(What to do):
I would like you to return all of the records exactly as they stand.

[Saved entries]

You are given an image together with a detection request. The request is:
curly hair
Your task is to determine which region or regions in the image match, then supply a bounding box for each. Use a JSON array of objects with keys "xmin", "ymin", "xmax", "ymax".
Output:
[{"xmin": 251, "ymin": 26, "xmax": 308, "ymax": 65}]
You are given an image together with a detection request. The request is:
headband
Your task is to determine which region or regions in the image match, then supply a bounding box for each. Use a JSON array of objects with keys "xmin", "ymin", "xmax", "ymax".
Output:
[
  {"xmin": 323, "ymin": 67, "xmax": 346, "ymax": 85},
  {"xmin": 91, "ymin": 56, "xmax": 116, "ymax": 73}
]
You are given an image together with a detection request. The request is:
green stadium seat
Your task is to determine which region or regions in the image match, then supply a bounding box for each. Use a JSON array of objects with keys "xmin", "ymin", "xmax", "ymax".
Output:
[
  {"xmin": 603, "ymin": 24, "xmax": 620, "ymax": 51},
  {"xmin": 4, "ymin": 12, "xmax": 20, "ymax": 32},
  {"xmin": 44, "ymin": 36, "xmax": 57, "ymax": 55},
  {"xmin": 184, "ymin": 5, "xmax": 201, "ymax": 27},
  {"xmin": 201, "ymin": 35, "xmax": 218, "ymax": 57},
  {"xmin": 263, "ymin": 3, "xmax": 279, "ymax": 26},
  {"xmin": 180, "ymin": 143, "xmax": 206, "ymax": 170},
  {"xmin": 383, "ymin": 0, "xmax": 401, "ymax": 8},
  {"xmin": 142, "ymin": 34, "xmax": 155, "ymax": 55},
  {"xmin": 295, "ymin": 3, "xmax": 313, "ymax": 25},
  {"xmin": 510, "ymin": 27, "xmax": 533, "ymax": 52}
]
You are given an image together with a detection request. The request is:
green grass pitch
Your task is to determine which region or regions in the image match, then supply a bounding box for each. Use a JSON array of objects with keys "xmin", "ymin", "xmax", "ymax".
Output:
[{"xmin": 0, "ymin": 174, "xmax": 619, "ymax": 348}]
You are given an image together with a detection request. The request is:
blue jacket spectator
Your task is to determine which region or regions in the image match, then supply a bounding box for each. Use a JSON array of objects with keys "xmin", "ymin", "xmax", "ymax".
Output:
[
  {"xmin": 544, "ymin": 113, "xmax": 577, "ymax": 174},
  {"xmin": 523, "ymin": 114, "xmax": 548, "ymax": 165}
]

(Result of this exercise):
You are given an image together with a detection request. The request is:
curly hair
Your task is to determine which region or regions in the image match, then supply a bounding box for each. Use a JSON array of objects with keys "xmin", "ymin", "xmax", "ymax".
Output:
[{"xmin": 251, "ymin": 26, "xmax": 308, "ymax": 65}]
You are given an image together with a detection request. The request is:
headband
Your task is to determine which region or regions in the image match, then supply a bounding box for each. Use a JSON array of objects with keys "xmin", "ymin", "xmax", "ymax".
Output:
[
  {"xmin": 323, "ymin": 67, "xmax": 346, "ymax": 85},
  {"xmin": 91, "ymin": 56, "xmax": 116, "ymax": 73}
]
You are given an image together with a detection request. The request is:
green stadium seat
Your task is to determine which region or regions in the image match, then supply a bounding box for each. Use a JSON array of objects with keys "xmin", "ymin", "xmax", "ymax".
Output:
[
  {"xmin": 603, "ymin": 24, "xmax": 620, "ymax": 51},
  {"xmin": 4, "ymin": 12, "xmax": 20, "ymax": 32},
  {"xmin": 44, "ymin": 36, "xmax": 57, "ymax": 55},
  {"xmin": 184, "ymin": 5, "xmax": 201, "ymax": 27},
  {"xmin": 201, "ymin": 35, "xmax": 218, "ymax": 57},
  {"xmin": 263, "ymin": 3, "xmax": 279, "ymax": 26},
  {"xmin": 180, "ymin": 143, "xmax": 206, "ymax": 170},
  {"xmin": 383, "ymin": 0, "xmax": 401, "ymax": 8},
  {"xmin": 142, "ymin": 34, "xmax": 155, "ymax": 55},
  {"xmin": 295, "ymin": 3, "xmax": 313, "ymax": 25},
  {"xmin": 510, "ymin": 27, "xmax": 533, "ymax": 52}
]
You are given an image together with a detection request. The request is:
green grass pitch
Your task is to determine which region or regions in the image match, then supply a bounding box for each. Use a JSON array of objects with keys "xmin", "ymin", "xmax", "ymax".
Output:
[{"xmin": 0, "ymin": 174, "xmax": 619, "ymax": 348}]
You are given an image together with a detection request. The request is:
blue jacket spectator
Your task is to determine which region or regions in the image match, then supply a bounding box for each. Use a JSON array of objects with keys "xmin", "ymin", "xmax", "ymax".
Output:
[
  {"xmin": 544, "ymin": 113, "xmax": 577, "ymax": 174},
  {"xmin": 523, "ymin": 114, "xmax": 548, "ymax": 165}
]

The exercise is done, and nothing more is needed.